[Input data]
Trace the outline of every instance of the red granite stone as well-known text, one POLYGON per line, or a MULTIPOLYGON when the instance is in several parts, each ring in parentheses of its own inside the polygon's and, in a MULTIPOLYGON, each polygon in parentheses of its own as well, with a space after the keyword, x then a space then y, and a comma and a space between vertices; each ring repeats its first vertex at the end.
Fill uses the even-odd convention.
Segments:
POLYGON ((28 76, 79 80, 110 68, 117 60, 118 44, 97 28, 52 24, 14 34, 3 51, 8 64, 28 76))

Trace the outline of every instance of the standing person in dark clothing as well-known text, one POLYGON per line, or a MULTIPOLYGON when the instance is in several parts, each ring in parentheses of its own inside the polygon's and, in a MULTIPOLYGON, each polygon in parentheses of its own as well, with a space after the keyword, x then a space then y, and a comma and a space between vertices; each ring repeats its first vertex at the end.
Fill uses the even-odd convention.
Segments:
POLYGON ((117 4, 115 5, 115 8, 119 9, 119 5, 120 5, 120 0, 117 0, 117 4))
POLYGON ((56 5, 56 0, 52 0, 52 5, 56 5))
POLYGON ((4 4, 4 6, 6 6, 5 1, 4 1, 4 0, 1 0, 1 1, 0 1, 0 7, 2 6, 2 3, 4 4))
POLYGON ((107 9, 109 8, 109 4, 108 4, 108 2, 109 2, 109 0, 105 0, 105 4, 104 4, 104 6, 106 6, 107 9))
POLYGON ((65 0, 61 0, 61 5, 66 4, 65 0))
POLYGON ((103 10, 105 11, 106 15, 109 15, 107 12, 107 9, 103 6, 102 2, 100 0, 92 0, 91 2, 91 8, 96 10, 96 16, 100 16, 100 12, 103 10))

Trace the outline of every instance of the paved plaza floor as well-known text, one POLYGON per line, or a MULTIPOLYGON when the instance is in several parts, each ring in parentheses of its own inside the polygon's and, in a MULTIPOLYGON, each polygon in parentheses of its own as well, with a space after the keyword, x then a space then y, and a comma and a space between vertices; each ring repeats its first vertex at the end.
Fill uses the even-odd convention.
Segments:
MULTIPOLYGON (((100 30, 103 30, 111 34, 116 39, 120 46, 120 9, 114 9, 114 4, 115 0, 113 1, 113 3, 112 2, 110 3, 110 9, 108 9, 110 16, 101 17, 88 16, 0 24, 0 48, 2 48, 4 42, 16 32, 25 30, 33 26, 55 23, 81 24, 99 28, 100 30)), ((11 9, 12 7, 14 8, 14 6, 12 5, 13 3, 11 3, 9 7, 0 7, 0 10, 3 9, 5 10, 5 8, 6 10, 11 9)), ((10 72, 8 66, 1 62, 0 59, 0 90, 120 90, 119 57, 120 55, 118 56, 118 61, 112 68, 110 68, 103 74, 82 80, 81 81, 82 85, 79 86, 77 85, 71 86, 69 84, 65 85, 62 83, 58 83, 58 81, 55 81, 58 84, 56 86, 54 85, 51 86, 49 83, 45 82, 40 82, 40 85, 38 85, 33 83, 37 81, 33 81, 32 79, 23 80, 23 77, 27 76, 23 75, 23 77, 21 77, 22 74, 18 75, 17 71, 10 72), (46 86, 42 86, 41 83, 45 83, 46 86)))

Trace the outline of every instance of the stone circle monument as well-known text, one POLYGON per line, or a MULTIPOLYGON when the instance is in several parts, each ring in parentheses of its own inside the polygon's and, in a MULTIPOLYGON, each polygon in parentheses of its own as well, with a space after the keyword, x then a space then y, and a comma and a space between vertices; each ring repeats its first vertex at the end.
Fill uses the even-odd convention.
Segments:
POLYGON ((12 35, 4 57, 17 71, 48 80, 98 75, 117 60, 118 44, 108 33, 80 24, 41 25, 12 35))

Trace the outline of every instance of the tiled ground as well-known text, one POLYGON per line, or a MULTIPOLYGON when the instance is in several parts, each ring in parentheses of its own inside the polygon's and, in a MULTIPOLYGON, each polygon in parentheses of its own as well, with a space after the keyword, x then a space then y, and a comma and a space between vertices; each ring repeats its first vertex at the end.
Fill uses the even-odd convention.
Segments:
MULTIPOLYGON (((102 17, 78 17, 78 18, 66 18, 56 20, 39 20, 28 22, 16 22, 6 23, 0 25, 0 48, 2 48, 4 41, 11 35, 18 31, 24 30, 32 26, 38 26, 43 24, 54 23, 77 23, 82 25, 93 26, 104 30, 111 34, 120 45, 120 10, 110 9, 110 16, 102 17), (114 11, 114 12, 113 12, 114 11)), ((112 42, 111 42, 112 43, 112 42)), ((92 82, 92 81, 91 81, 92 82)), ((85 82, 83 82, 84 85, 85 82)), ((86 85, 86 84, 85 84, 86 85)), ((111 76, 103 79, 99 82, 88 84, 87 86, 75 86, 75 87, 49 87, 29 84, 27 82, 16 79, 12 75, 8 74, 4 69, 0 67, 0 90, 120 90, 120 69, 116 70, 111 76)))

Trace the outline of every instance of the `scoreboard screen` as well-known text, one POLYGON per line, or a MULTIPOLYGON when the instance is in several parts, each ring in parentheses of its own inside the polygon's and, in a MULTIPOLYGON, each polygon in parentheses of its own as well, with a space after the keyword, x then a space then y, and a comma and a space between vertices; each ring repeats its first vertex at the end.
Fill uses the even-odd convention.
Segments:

[Problem] Copy the entire listing above line for line, leaving every character unchanged.

[Problem solution]
Trace the outline of every instance of the red granite stone as well-known text, one POLYGON per line, or a MULTIPOLYGON when the instance is in several parts, each ring in parentheses of its own inside the polygon's and, in a MULTIPOLYGON, each polygon in parentheses of its own as well, with a space after the keyword, x then a space then y, and a comma and a space between vertices; each ring repeats its first vertex at the end.
Fill uses the even-odd convention.
Segments:
POLYGON ((28 76, 79 80, 110 68, 117 60, 118 44, 97 28, 52 24, 14 34, 3 51, 8 64, 28 76))

Trace the outline of every instance of the standing person in dark clothing as well-known text, one POLYGON per line, or a MULTIPOLYGON when the instance is in several parts, each ring in parentheses of its own inside the polygon's and, in a MULTIPOLYGON, each polygon in parentheses of its own as well, with a space after the keyword, x then a space then y, and a comma and a space between vertices; each ring repeats its first vertex at the end.
Fill uses the even-odd convention.
Segments:
POLYGON ((117 4, 115 5, 115 8, 119 9, 119 5, 120 5, 120 0, 117 0, 117 4))
POLYGON ((56 5, 56 0, 52 0, 52 5, 56 5))
POLYGON ((4 4, 4 6, 6 6, 5 1, 4 1, 4 0, 1 0, 1 1, 0 1, 0 7, 2 6, 2 3, 4 4))
POLYGON ((107 9, 109 8, 109 4, 108 4, 108 2, 109 2, 109 0, 105 0, 105 4, 104 4, 104 6, 106 6, 107 9))
POLYGON ((65 0, 61 0, 61 5, 66 4, 65 0))
POLYGON ((103 10, 105 11, 106 15, 109 15, 107 12, 107 9, 103 6, 102 2, 100 0, 92 0, 91 2, 91 8, 96 10, 96 16, 100 16, 100 12, 103 10))

Trace the outline of every instance of the paved plaza floor as well-known text, one POLYGON per line, or a MULTIPOLYGON when the instance is in several parts, each ring in parentheses of its own inside the polygon's and, in a MULTIPOLYGON, each polygon in parentheses of its own as well, with a space after the keyword, x then a space then y, and a comma and a space between vertices; each ring repeats its first vertex at the end.
Fill uses the even-odd convention.
Segments:
MULTIPOLYGON (((100 30, 103 30, 111 34, 116 39, 120 46, 120 9, 114 9, 114 4, 115 0, 113 1, 113 3, 112 2, 110 3, 110 9, 108 9, 110 16, 101 17, 88 16, 0 24, 0 48, 2 48, 4 42, 16 32, 25 30, 33 26, 55 23, 81 24, 99 28, 100 30)), ((11 9, 12 7, 14 8, 14 6, 12 5, 13 3, 11 3, 9 7, 0 7, 0 10, 3 9, 5 10, 5 8, 6 10, 11 9)), ((10 72, 8 66, 1 62, 0 59, 0 90, 120 90, 119 57, 120 55, 118 56, 118 61, 112 68, 110 68, 103 74, 82 80, 81 81, 82 85, 79 86, 77 85, 71 86, 69 84, 65 85, 62 83, 58 83, 58 81, 55 81, 58 84, 56 86, 54 85, 51 86, 49 83, 45 82, 40 82, 40 85, 38 85, 33 83, 37 81, 33 81, 32 79, 23 80, 23 77, 27 76, 23 75, 23 77, 21 77, 22 74, 18 75, 17 71, 10 72), (46 86, 42 86, 41 83, 45 83, 46 86)))

Trace the outline of every instance of the stone circle monument as well-known text, one POLYGON per line, or a MULTIPOLYGON when the instance is in several parts, each ring in parentheses of its own inside the polygon's and, in a MULTIPOLYGON, each polygon in parentheses of its own as well, with a space after the keyword, x then a space then y, and a comma and a space between vertices; each ring repeats its first vertex at the end.
Fill uses the even-odd convention.
Segments:
POLYGON ((12 35, 4 57, 17 71, 48 80, 98 75, 117 60, 118 44, 108 33, 80 24, 41 25, 12 35))

Trace the outline of every instance of the tiled ground as well-known text, one POLYGON per line, or a MULTIPOLYGON when the instance is in several parts, each ring in parentheses of its own inside the polygon's and, in a MULTIPOLYGON, each polygon in parentheses of its own as well, with a space after the keyword, x then a space then y, and a comma and a space between vertices; each ring repeats its first vertex at the end.
Fill uses the even-odd convention.
Segments:
MULTIPOLYGON (((102 17, 78 17, 78 18, 66 18, 56 20, 39 20, 28 22, 16 22, 6 23, 0 25, 0 48, 2 48, 4 41, 11 35, 18 31, 24 30, 32 26, 38 26, 43 24, 54 23, 77 23, 82 25, 93 26, 104 30, 111 34, 120 45, 120 10, 110 9, 110 16, 102 17), (114 11, 114 12, 113 12, 114 11)), ((112 42, 111 42, 112 43, 112 42)), ((92 82, 92 81, 91 81, 92 82)), ((85 82, 83 82, 84 85, 85 82)), ((86 85, 86 84, 85 84, 86 85)), ((111 76, 103 79, 99 82, 88 84, 87 86, 75 86, 75 87, 49 87, 29 84, 27 82, 16 79, 12 75, 8 74, 4 69, 0 67, 0 90, 120 90, 120 69, 116 70, 111 76)))

Trace the outline of every instance of the `scoreboard screen` as well-known text, one POLYGON per line, or a MULTIPOLYGON when the instance is in several parts, each ring in parentheses of its own inside the polygon's and, in a MULTIPOLYGON, each polygon in parentheses of its own as well, with a space after the keyword, x then a space then y, and a comma and a space between vertices; each ring repeats its first vertex at the end.
Fill uses the even-odd convention.
Segments:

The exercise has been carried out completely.